▶ [STATED GOAL 1]:
In the closet lighting thread:
(a) What size is the closet in the opening post?
(b) Which section number covers luminaires in clothes closets?
(c) Which luminaire types does part (B) of that section say are not permitted?
▶ [STATED GOAL 2]:
In the closet lighting thread, why does the reply say that installing a keyless fixture with a BR40 LED bulb is a problem? Answer in one to three sentences.

▶ [EXCERPT]:
<<<<
# LED BR 40 flood in a closet



## Wirenuting (Sep 12, 2010)

I know we can no longer have unprotected incandescent or fluorescent bulbs in a closet in a dwelling unit. 

Can we replace a ceiling fixture with a keyless and screw in a BR40 LED dimmable bulb?
It isn't bare and lights up the walk in closet better.

edit: it's an 8x8 closet and the bulb is almost centered in the open area.. The closet has shelving on all sides.


----------



## HARRY304E (Sep 15, 2010)

Wirenuting said:


> I know we can no longer have unprotected incandescent or fluorescent bulbs in a closet in a dwelling unit.
> 
> Can we replace a ceiling fixture with a keyless and screw in a BR40 LED dimmable bulb?
> It isn't bare and lights up the walk in closet better.
> ...


If you install a keyless you are creating the ability for an incandescent lamp to be installed later on.



*410.16 Luminaires in Clothes Closets.*
(A) Luminaire Types Permitted. Only luminaires of the
following types shall be permitted in a closet:

(1) Surface-mounted or recessed incandescent or LED luminaires
with completely enclosed light sources

(2) Surface-mounted or recessed fluorescent luminaires

(3) Surface-mounted fluorescent or LED luminaires identified
as suitable for installation within the closet storage
space

*(B) Luminaire Types Not Permitted. *Incandescent luminaires
with open or partially enclosed lamps and pendant
luminaires or lampholders shall not be permitted.
>>>>
▶ [LISTING]:
<<<<
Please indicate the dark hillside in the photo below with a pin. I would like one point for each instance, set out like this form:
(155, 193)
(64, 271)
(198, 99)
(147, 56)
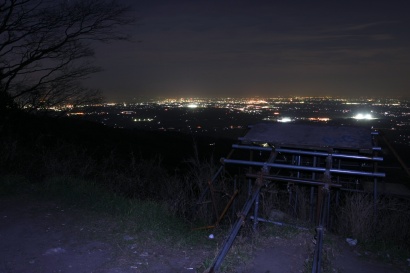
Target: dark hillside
(29, 134)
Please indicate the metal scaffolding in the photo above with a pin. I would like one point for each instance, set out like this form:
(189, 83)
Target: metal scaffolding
(324, 158)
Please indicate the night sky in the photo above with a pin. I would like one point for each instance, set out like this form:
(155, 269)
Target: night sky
(260, 48)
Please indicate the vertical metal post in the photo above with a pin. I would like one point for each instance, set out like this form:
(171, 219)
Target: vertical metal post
(231, 237)
(255, 213)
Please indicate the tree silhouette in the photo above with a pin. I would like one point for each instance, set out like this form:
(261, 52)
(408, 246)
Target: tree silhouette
(46, 48)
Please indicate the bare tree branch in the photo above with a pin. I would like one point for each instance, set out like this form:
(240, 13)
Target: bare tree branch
(45, 47)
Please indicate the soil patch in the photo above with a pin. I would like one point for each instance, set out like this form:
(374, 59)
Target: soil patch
(45, 236)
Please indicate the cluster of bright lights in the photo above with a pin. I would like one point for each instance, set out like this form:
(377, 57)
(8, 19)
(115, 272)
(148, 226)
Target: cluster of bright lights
(285, 120)
(363, 116)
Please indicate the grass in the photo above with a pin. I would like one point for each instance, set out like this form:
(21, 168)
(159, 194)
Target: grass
(134, 215)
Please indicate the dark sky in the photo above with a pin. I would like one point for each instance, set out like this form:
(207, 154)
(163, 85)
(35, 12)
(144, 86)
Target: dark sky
(260, 48)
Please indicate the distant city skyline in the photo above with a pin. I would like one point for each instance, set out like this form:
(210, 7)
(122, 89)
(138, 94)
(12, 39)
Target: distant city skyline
(260, 48)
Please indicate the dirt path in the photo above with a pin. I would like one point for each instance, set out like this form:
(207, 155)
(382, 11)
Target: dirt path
(47, 237)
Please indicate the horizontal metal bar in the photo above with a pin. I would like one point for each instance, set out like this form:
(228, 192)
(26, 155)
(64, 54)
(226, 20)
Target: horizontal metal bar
(278, 223)
(290, 151)
(294, 180)
(301, 168)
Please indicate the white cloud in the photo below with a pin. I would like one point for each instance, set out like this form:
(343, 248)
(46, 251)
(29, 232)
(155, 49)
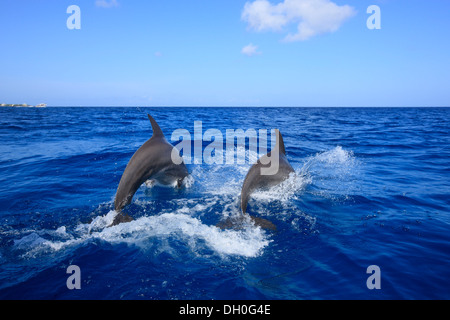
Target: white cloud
(312, 17)
(250, 50)
(106, 3)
>>>>
▶ [RESPONSE 1]:
(a) 8x8.
(b) 410.16.
(c) Incandescent luminaires with open or partially enclosed lamps, and pendant luminaires or lampholders.

▶ [RESPONSE 2]:
A keyless fixture would allow an incandescent lamp to be installed in it later on.